Argued and Submitted: March 18, 2014.
12C12976. Marion County Circuit Court. Lindsay R. Partridge, Judge.
Dennis Koho argued the cause for appellant. On the briefs were Daniel J. Rice and Heltzel, Williams, Yandell, Roth, Smith, Petersen & Lush, P.C.
Jay W. Beattie argued the cause for respondent. With him on the brief was Lindsay Hart, LLP.
Before Sercombe, Presiding Judge, and Hadlock, Judge, and Tookey, Judge.
[265 Or.App. 690] HADLOCK, J.
Plaintiff is a former public employee who sued defendant for defamation and tortious interference with an employment relationship after defendant's agent made various accusations against plaintiff during a 9-1-1 call and in a message to plaintiff's supervisor. As clarified in litigation, the defamation claim encompassed allegations of both ordinary defamation, resulting in special damages, and defamation per se. In its answer, defendant denied certain of the allegations in plaintiff's complaint, raised affirmative defenses related to privilege, and asserted a counterclaim for attorney fees under ORS 20.105, alleging that plaintiff's claims had " no objectively reasonable basis." On the parties' cross-motions for summary judgment, the trial court granted summary judgment to defendant on each of plaintiff's tort claims, resulting in dismissal of plaintiff's
case, and granted summary judgment to plaintiff on defendant's counterclaim. Plaintiff appeals, arguing that the trial court erred by granting summary judgment to defendant and by denying plaintiff's motion for partial summary judgment insofar as it related to defendant's liability on plaintiff's claim for defamation per se. We reverse the dismissal of plaintiff's claim for defamation per se and remand for further proceedings on that claim, and we otherwise affirm.
We begin by addressing plaintiff's contention that the trial court erred by granting defendant's motion for summary judgment on plaintiff's tort claims. Accordingly, we set forth the facts in the light most favorable to plaintiff as a prelude to determining whether--viewed in that light--the evidence creates a genuine issue of material fact that should have precluded the trial court from entering judgment for defendant as a matter of law. Adair Homes, Inc. v. Dunn Carney, 262 Or.App. 273, 276, 325 P.3d 49, rev den, 355 Or. 879, 333 P.3d 333 (2014).
Plaintiff worked as a customer service representative for the City of Keizer Public Works Department, where he assisted with the maintenance of the city's water system. Defendant owns Little Caesars restaurants in Salem and Keizer. In April 2011, plaintiff's daughter went to defendant's Keizer restaurant and attempted to use a $25 gift card that [265 Or.App. 691] plaintiff had purchased there. The card was declined, and plaintiff's daughter then called plaintiff, who went to the restaurant to try to resolve the issue. Plaintiff arrived in a city van, wearing his work clothes and displaying a city identification badge. According to plaintiff, he explained to a person that worked at the restaurant, Arreola, that he had purchased the gift card and that it had never been used. When Arreola still would not honor the gift card, plaintiff left the restaurant and returned with the receipt for the gift card. Arreola again refused to honor it. Plaintiff asked to speak with the manager, and Arreola, after telling him that the manager was not available, took plaintiff's name and phone number. Plaintiff left the restaurant.

> **Record set**:
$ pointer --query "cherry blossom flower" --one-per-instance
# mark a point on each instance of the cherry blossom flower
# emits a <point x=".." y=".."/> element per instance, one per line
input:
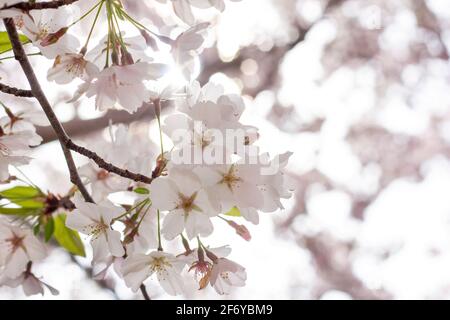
<point x="187" y="204"/>
<point x="70" y="66"/>
<point x="101" y="181"/>
<point x="226" y="274"/>
<point x="183" y="8"/>
<point x="31" y="285"/>
<point x="18" y="246"/>
<point x="122" y="87"/>
<point x="138" y="267"/>
<point x="95" y="221"/>
<point x="187" y="47"/>
<point x="145" y="235"/>
<point x="275" y="187"/>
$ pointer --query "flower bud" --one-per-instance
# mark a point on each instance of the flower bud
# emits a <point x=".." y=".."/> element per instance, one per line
<point x="52" y="38"/>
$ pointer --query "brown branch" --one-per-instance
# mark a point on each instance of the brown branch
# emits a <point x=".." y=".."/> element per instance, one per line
<point x="15" y="91"/>
<point x="144" y="292"/>
<point x="21" y="57"/>
<point x="78" y="127"/>
<point x="66" y="143"/>
<point x="27" y="6"/>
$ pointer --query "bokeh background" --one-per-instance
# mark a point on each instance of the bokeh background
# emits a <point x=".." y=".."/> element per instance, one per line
<point x="359" y="90"/>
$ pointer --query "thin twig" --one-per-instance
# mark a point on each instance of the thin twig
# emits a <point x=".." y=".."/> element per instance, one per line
<point x="36" y="89"/>
<point x="27" y="6"/>
<point x="66" y="143"/>
<point x="15" y="91"/>
<point x="144" y="292"/>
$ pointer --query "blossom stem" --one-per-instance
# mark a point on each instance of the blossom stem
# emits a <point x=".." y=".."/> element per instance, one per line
<point x="36" y="89"/>
<point x="86" y="14"/>
<point x="142" y="203"/>
<point x="93" y="25"/>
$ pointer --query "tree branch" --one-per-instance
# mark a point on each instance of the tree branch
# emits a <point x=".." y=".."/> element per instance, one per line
<point x="106" y="165"/>
<point x="21" y="57"/>
<point x="144" y="292"/>
<point x="27" y="6"/>
<point x="66" y="143"/>
<point x="15" y="91"/>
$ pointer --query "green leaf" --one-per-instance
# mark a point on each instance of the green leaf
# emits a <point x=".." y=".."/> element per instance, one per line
<point x="5" y="44"/>
<point x="234" y="212"/>
<point x="67" y="238"/>
<point x="49" y="229"/>
<point x="23" y="212"/>
<point x="36" y="229"/>
<point x="142" y="191"/>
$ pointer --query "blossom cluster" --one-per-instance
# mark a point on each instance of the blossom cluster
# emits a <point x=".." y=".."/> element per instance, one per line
<point x="212" y="171"/>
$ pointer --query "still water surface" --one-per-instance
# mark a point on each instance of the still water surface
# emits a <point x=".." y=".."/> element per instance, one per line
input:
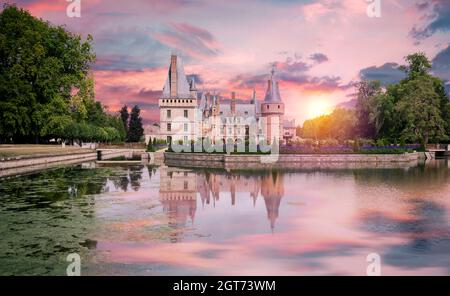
<point x="147" y="220"/>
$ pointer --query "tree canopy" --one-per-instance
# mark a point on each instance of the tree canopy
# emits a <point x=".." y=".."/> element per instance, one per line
<point x="47" y="91"/>
<point x="414" y="110"/>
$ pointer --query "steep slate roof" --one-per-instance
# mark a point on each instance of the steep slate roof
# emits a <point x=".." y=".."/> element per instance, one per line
<point x="272" y="92"/>
<point x="183" y="87"/>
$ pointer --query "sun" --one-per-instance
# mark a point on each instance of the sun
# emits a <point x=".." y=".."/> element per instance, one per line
<point x="318" y="107"/>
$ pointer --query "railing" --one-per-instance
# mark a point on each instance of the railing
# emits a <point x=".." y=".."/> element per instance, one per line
<point x="442" y="147"/>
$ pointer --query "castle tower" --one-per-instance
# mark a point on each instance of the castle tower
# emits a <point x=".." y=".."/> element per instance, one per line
<point x="272" y="111"/>
<point x="178" y="105"/>
<point x="233" y="103"/>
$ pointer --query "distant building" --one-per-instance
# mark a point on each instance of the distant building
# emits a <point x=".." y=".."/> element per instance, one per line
<point x="187" y="115"/>
<point x="289" y="130"/>
<point x="153" y="132"/>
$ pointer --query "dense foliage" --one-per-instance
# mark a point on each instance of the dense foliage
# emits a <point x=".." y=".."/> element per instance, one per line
<point x="132" y="123"/>
<point x="415" y="110"/>
<point x="46" y="90"/>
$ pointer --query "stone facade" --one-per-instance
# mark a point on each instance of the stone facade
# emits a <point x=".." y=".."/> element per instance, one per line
<point x="187" y="115"/>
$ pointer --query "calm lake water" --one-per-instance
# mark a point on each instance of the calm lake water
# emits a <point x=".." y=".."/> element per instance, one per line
<point x="147" y="220"/>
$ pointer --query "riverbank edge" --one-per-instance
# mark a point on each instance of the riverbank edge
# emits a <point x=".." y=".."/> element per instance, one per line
<point x="89" y="155"/>
<point x="206" y="158"/>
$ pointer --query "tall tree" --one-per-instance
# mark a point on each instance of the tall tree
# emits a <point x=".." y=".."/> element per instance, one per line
<point x="124" y="115"/>
<point x="135" y="129"/>
<point x="367" y="92"/>
<point x="47" y="90"/>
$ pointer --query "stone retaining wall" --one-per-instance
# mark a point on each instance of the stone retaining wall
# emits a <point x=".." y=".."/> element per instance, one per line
<point x="287" y="160"/>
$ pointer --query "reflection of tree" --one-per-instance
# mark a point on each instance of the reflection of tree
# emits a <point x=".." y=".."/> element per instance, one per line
<point x="272" y="190"/>
<point x="151" y="170"/>
<point x="179" y="188"/>
<point x="135" y="173"/>
<point x="47" y="215"/>
<point x="434" y="173"/>
<point x="428" y="237"/>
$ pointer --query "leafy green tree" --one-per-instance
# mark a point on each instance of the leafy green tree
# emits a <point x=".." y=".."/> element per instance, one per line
<point x="420" y="108"/>
<point x="367" y="92"/>
<point x="124" y="116"/>
<point x="135" y="129"/>
<point x="47" y="89"/>
<point x="38" y="62"/>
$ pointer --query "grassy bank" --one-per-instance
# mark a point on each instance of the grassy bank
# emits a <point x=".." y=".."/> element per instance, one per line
<point x="7" y="151"/>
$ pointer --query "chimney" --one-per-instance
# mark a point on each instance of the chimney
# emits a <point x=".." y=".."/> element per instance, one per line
<point x="233" y="103"/>
<point x="173" y="76"/>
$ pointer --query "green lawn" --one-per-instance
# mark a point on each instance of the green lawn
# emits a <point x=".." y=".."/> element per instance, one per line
<point x="34" y="150"/>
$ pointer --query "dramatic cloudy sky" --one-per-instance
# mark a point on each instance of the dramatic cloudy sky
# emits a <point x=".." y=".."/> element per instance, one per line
<point x="320" y="46"/>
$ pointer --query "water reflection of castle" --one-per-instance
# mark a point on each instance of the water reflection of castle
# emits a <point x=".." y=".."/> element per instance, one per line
<point x="179" y="188"/>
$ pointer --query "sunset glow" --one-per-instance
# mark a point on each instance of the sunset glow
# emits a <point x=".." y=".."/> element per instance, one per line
<point x="319" y="47"/>
<point x="318" y="107"/>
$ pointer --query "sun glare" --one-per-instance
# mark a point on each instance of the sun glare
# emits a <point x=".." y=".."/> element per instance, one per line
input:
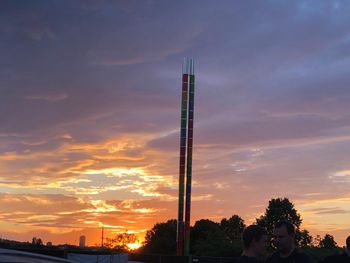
<point x="133" y="246"/>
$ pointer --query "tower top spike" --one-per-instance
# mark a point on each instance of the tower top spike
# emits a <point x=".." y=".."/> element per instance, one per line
<point x="188" y="66"/>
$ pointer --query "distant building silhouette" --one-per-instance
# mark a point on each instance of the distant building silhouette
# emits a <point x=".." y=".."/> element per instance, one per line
<point x="82" y="240"/>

> **Instructions**:
**a)** Write out the part of the court opinion starting at "Jay W. Beattie" and ending at "and Tookey, Judge.", word for word.
**b)** Name each judge on the appellate panel listed in the court opinion's "Before" line, with that judge's title.
Work only from the court opinion, not from the records.

> **Results of the tasks**:
**a)**
Jay W. Beattie argued the cause for respondent. With him on the brief was Lindsay Hart, LLP.
Before Sercombe, Presiding Judge, and Hadlock, Judge, and Tookey, Judge.

**b)**
Sercombe, Presiding Judge
Hadlock, Judge
Tookey, Judge